* _Exercise details_:
Count the lines in the items below that contain the string "negative". Reply with the number only.

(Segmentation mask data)
%%
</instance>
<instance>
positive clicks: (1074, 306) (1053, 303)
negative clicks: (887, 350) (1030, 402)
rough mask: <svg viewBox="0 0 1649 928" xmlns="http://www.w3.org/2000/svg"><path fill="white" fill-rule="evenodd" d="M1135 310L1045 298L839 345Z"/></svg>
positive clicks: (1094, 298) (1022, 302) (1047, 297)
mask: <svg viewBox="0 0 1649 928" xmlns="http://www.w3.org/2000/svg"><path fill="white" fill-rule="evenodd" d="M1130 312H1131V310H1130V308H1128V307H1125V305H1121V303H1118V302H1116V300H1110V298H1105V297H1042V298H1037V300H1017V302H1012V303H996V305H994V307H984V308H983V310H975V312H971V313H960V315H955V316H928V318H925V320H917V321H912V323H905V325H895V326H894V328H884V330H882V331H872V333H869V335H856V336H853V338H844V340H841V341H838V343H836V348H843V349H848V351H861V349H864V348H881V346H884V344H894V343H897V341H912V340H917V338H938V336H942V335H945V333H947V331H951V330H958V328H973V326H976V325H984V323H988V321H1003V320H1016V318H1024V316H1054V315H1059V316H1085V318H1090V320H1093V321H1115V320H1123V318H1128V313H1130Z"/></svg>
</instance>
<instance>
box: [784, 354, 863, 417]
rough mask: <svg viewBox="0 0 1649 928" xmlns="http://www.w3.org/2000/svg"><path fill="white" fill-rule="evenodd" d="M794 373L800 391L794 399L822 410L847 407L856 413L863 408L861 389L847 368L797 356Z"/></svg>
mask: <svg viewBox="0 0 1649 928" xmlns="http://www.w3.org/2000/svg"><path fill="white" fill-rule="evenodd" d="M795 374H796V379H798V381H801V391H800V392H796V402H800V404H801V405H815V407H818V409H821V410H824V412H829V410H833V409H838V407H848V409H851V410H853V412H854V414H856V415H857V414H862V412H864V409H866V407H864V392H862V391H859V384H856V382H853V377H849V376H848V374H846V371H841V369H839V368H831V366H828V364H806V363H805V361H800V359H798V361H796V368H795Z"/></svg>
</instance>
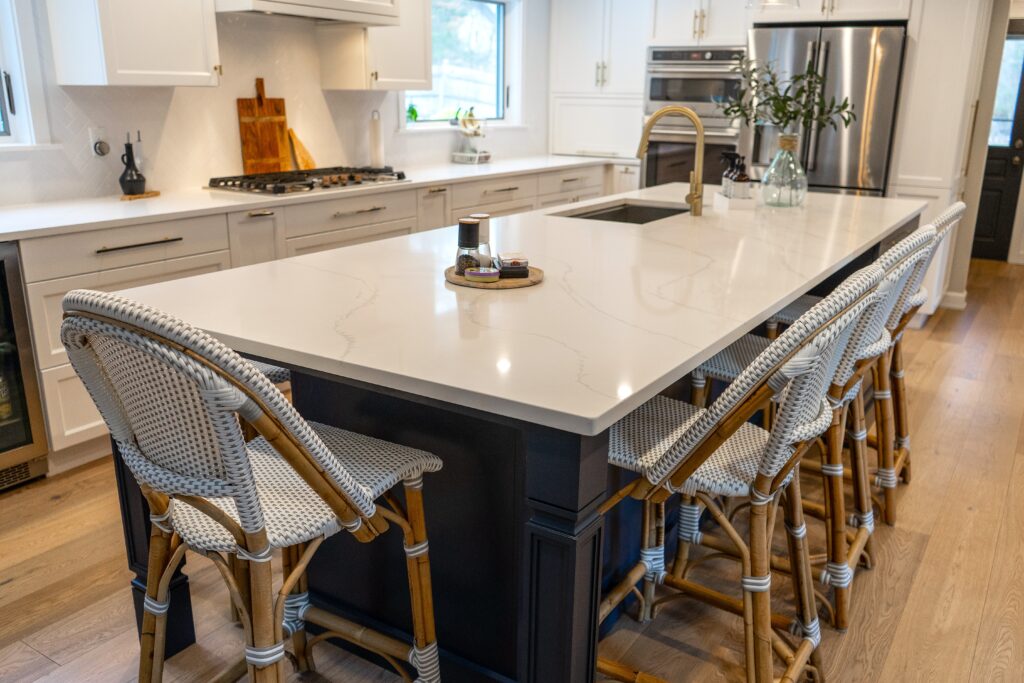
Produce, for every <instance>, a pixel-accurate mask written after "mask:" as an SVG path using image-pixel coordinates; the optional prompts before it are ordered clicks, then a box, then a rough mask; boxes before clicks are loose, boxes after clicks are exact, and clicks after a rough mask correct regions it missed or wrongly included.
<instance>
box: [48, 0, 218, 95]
mask: <svg viewBox="0 0 1024 683" xmlns="http://www.w3.org/2000/svg"><path fill="white" fill-rule="evenodd" d="M46 10H47V11H46V14H47V16H48V18H49V25H50V36H51V42H52V45H53V61H54V67H55V68H56V76H57V79H56V80H57V84H58V85H158V86H168V85H217V83H218V72H219V70H220V67H219V65H220V56H219V51H218V47H217V20H216V11H215V7H214V0H175V1H174V2H167V0H46Z"/></svg>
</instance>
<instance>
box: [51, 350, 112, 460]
mask: <svg viewBox="0 0 1024 683" xmlns="http://www.w3.org/2000/svg"><path fill="white" fill-rule="evenodd" d="M40 375H41V376H42V378H43V407H44V412H45V414H46V431H47V433H48V434H49V436H50V450H51V451H61V450H63V449H67V447H69V446H72V445H76V444H78V443H83V442H85V441H88V440H89V439H93V438H96V437H97V436H102V435H103V434H105V433H106V425H105V424H104V423H103V419H102V417H100V415H99V411H97V410H96V404H95V403H93V402H92V398H91V397H90V396H89V392H88V391H87V390H86V389H85V385H84V384H82V380H80V379H78V375H76V374H75V370H74V369H73V368H72V367H71V366H70V365H66V366H58V367H56V368H50V369H48V370H44V371H43V372H42V373H40Z"/></svg>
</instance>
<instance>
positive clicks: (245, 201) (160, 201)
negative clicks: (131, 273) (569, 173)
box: [0, 156, 631, 241]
%%
* _Written answer_:
2